_Required work_
In the material below, copy out the part that opens with the line containing "For sports analytics purposes, locate the green" and runs through the end, keeping the requests unchanged. Multiply every coordinate in the answers by 2.6 and round each to a whole number, with halves rounded up.
--- BEGIN Given data ---
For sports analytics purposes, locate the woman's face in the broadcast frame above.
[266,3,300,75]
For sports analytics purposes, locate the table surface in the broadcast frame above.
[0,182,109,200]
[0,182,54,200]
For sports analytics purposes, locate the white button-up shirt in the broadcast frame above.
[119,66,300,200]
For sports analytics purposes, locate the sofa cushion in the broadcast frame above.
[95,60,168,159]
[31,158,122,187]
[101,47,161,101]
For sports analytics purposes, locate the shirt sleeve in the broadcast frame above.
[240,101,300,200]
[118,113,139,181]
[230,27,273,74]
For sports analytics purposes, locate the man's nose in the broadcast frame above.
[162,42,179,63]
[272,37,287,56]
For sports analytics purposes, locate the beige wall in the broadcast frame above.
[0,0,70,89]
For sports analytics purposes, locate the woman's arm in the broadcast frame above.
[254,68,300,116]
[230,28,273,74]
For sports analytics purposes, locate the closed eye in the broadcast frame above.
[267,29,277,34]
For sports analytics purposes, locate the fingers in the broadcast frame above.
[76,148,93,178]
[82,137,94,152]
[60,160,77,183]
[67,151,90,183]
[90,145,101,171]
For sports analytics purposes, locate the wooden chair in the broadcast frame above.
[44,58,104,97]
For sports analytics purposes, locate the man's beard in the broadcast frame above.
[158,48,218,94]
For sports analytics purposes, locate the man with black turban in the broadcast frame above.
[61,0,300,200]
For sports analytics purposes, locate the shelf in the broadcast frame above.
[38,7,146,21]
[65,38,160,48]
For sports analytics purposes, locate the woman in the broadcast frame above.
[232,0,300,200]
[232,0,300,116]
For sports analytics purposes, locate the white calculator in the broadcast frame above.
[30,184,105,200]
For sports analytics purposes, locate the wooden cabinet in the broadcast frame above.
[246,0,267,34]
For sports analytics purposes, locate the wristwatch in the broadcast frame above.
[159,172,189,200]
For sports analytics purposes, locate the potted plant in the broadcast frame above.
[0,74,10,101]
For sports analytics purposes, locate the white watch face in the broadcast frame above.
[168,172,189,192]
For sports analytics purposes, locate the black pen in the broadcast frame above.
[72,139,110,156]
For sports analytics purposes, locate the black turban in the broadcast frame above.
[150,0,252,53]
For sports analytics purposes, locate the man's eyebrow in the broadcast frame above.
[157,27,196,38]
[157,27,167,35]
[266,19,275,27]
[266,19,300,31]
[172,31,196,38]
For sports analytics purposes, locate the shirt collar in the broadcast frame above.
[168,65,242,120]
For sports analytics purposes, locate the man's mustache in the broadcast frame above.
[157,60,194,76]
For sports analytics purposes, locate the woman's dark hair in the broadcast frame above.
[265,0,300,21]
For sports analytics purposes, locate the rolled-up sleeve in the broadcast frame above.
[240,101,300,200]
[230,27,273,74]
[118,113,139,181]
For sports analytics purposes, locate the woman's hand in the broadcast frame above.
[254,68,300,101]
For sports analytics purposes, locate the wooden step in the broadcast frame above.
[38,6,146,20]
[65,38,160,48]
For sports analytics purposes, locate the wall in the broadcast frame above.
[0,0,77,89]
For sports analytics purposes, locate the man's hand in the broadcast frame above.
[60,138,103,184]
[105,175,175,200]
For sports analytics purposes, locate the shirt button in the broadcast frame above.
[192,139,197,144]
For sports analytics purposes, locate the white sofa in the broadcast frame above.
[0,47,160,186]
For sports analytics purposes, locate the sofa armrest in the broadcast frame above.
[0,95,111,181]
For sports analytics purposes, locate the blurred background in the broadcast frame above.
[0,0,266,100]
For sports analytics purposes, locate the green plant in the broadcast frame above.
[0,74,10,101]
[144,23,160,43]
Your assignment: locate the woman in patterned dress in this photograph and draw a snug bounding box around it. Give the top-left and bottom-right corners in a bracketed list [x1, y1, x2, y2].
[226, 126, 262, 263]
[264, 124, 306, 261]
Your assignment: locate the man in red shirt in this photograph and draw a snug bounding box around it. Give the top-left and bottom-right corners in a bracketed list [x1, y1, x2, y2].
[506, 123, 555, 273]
--- END Given data ---
_Exercise answer_
For sports analytics purposes, locate the green plant in the broadcast frame above.
[0,192,26,263]
[374,60,416,112]
Your assignment: locate the woman in patterned dress in this photograph and draw a snug bounding box around it. Give the top-left and bottom-right corners in a bracketed list [x1, y1, x2, y2].
[588, 328, 681, 684]
[686, 322, 796, 679]
Your assignment: locate the man in red shirt in this photograph and draw a snug bounding box around it. Give the top-left and bottom-right corners in a bracketed list [x1, y1, x2, y2].
[1316, 320, 1443, 710]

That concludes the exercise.